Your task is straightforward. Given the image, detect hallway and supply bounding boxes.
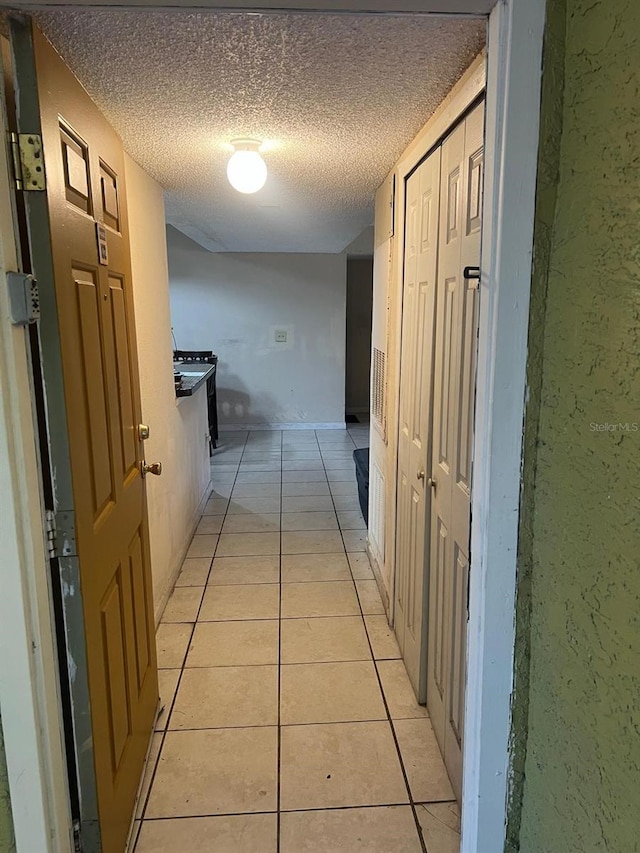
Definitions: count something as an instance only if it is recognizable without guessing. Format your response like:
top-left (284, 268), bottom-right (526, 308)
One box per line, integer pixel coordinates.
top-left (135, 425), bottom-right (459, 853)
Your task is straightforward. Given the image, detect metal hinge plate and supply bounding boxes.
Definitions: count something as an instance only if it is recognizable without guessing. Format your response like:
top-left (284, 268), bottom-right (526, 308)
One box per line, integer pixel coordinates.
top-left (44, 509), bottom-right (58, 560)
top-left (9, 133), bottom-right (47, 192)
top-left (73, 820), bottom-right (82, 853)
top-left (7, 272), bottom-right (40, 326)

● TO BE DONE:
Recast every line of the listing above as a Markdown table with the columns "No." and "Line", numbering the rows in order and omitting blank lines. Leave the pictures out of the table.

● COMPLETE ANSWER:
| No. | Line |
|---|---|
| 1 | Your task is straightforward. Given the image, detect hallway and supply bounding boxes. |
| 2 | Definitions: count something as an instance only if it is recognizable without guessing. Format your response like: |
| 3 | top-left (284, 268), bottom-right (526, 308) |
| 4 | One box per line, integer pixel coordinates. |
| 5 | top-left (135, 425), bottom-right (459, 853) |
| 6 | Your task is straightforward. Given the image, detect metal hinge plate and supply bounding boxes. |
| 7 | Definitions: count something as an instance only if it is recognizable without guessing. Format your response like: |
| 8 | top-left (284, 268), bottom-right (526, 308) |
| 9 | One box per line, integer pixel coordinates. |
| 10 | top-left (44, 509), bottom-right (58, 560) |
| 11 | top-left (9, 133), bottom-right (47, 192) |
| 12 | top-left (73, 820), bottom-right (82, 853) |
| 13 | top-left (7, 272), bottom-right (40, 326) |